▶ **Excerpt**
· · · · ·

In principle, if the {X_n} mode has size comparable to {1} at some time {t_n}, then energy should flow from {X_n} to {X_{n+1}} at a rate comparable to {(1+\epsilon_0)^{\frac{5}{2} n}}, so that by time {t_{n+1} \approx t_n + (1+\epsilon_0)^{-\frac{5}{2} n}} or so, most of the energy of {X_n} should have drained into the {X_{n+1}} mode (with hardly any energy dissipated). Since the series {\sum_{n \geq 1} (1+\epsilon_0)^{-\frac{5}{2} n}} is summable, this suggests finite time blowup for this ODE as the energy races ever more quickly to higher and higher modes. Such a scenario was indeed established by Katz and Pavlovic (and refined by Cheskidov) if the dissipation strength {(1+\epsilon)^{2n}} was weakened somewhat (the exponent {2} has to be lowered to be less than {\frac{5}{3}}). As mentioned above, this is enough to give a version of Theorem 1 in five and higher dimensions.

· · · · ·

▶ **Written exercise**
Continue the passage on energy cascading to higher modes in the dyadic model, picking up after its final sentence.

▶ **Material provided**
· · · · ·

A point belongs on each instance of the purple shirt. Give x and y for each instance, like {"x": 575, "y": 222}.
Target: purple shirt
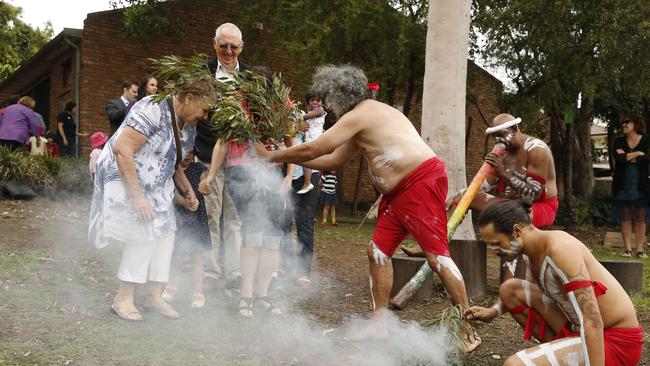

· · · · ·

▶ **Output**
On the other hand, it was shown a few years ago by Barbato, Morandin, and Romito that (3) in fact admits global smooth solutions (at least in the dyadic case {\epsilon_0=1}, and assuming non-negative initial data). Roughly speaking, the problem is that as energy is being transferred from {X_n} to {X_{n+1}}, energy is also simultaneously being transferred from {X_{n+1}} to {X_{n+2}}, and as such the solution races off to higher modes a bit too prematurely, without absorbing all of the energy from lower modes. This weakens the strength of the blowup to the point where the moderately strong dissipation in (3) is enough to kill the high frequency cascade before a true singularity occurs. Because of this, the original Katz-Pavlovic model cannot quite be used to establish Theorem 1 in three dimensions. (Actually, the original Katz-Pavlovic model had some additional dispersive features which allowed for another proof of global smooth solutions, which is an unpublished result of Nazarov.)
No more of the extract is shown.